## SELECTED TEXT
[Written by Elizabeth May]
As you read this, I am likely to be lugging a suitcase off the carousel at the Madrid airport. COP25 is about to enter its second week – known as the high-level segment.
Every COP has the same rhythm, while some are more intense than others. The Conference of the Parties (hence COP) meets annually to advance – at an excruciatingly slow pace – progress under the 1992 United Nations Framework Convention on Climate Change (UNFCCC). A “party” is any nation that has signed and ratified the 1992 climate treaty. All nations on earth have done so.
The first week is when the bureaucrats work to refine text and find as much agreement as possible. The high level segment is when heads of government (a few) and ministers (many) arrive to finalize text through political negotiation.
The Paris Agreement is the latest effort to bring precision to the more general UNFCCC goals. I would say that the pace of the negotiations is glacial, except as humanity procrastinates in eliminating fossil fuels, glaciers are now moving faster than politicians.
Speaking of procrastination…
On Thursday I was in parliament for the Speech from the Throne. The ancient ritual of monarch summoning loyal subjects feels increasingly anachronistic. With the Senate and House no longer under the same roof — with Centre Block shut down for a decade of repairs and upgrades — the “commoners” from the House of Commons were shuttle-bused to the Royal Chamber. For the first time ever, the Senate desks had been removed and rows of seating for non-Senators brought in. Indigenous leaders, representatives of various sectors, as well as the members of the Senate had seating, while in keeping with tradition, MPs stood in the back behind the bar.
There were really no surprises in the SFT. As expected, the government’s agenda includes pharmacare (but will it be universal?), action towards reconciliation (UNDRIP, TRC and MMIWG – how fast? And will it be real this time?), more effective gun control, help for the middle class, 25% cuts in cell phone rates, as well as welcome commitments to expand health care, ensure more family doctors, act for mental health and the opioid crisis.
Climate has never before received so much ink or been placed in the first section of any Speech from the Throne (SFT). Nevertheless, I found it telling that “climate change” was referenced frequently, but the words “climate emergency” never appeared.
The Liberals’ election commitment to achieve carbon neutrality by 2050 was the cornerstone of promises to improve energy efficiency of buildings, promote “clean, affordable power” (why not say “renewable”? worrying language as it might presage nuclear), and promote EVs. Financial help for victims of climate disasters was also referenced. What was missing was the required immediate action to revise our 2030 target. The reality is that holding to the 2030 target makes carbon neutrality by 2050 a physical impossibility. We need to make this point as clearly and as often as possible.

## TASK INSTRUCTIONS
(1) According to the commentary, which words never appeared in the Speech from the Throne?
(2) Why were the members of the House of Commons shuttle-bused to the Royal Chamber? Answer from the commentary in one to three sentences.
(3) Carry on the commentary about COP25 and the Speech from the Throne from where it stops.
The lines after this point are separate material, apart from the commentary.

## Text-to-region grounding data
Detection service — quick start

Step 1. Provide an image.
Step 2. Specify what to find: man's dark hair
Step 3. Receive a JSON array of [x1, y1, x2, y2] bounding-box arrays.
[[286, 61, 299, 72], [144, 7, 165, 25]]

## REPLIES
(1) The words "climate emergency" never appeared.

(2) The Senate and the House are no longer under the same roof, because Centre Block has been shut down for a decade of repairs and upgrades. The "commoners" from the House of Commons therefore had to be taken by shuttle bus to the Royal Chamber for the Speech from the Throne.

(3)
This parliament will likely develop the legislation to ensure real targets in five year increments, with an independent audit function to ensure we are on track. What agency will perform that function is a hot topic – should it be the Auditor General? The Environment Commissioner? Or PBO? Critical is that the five year increments start in 2020, not 2030. The commitment to a Just Transition Act is also key, but, although it was a Liberal election promise, it was not in the SFT.
The best part of the opening of Parliament was that I have Green colleagues! Paul Manly and Janica Atwin are simply fabulous – smart and hard-working. Together this week, working with GPC press secretary, the wonderful Rosie Emery, we hammered out the following press releases and held one joint press conference:
Having interim leader Jo Ann Roberts with me for the SFT meant that we both got to make points with different journalists. It feels as though we have achieved success in cloning – TWO Green leaders!
Happily, Paul and Jenica and I are seated with Jody Wilson-Raybould. Jenica sits between Jody and Paul and is pretty pleased about it! The odd part for me is the new vantage point. Given that the Liberals are now in minority, some of us from the Opposition now sit on the Government side of the House. It means when I get to Question Period, I will be asking questions to the back of the prime minister’s head.
I gave my first short speech of the session, to congratulate our new Speaker, Anthony Rota and Jenica gave her first speech the next day, marking the anniversary of the December 6th massacre of women engineering students at Ecole Polytechnique.
We are a small, but mighty team!
Have a great week – next report – dateline Madrid!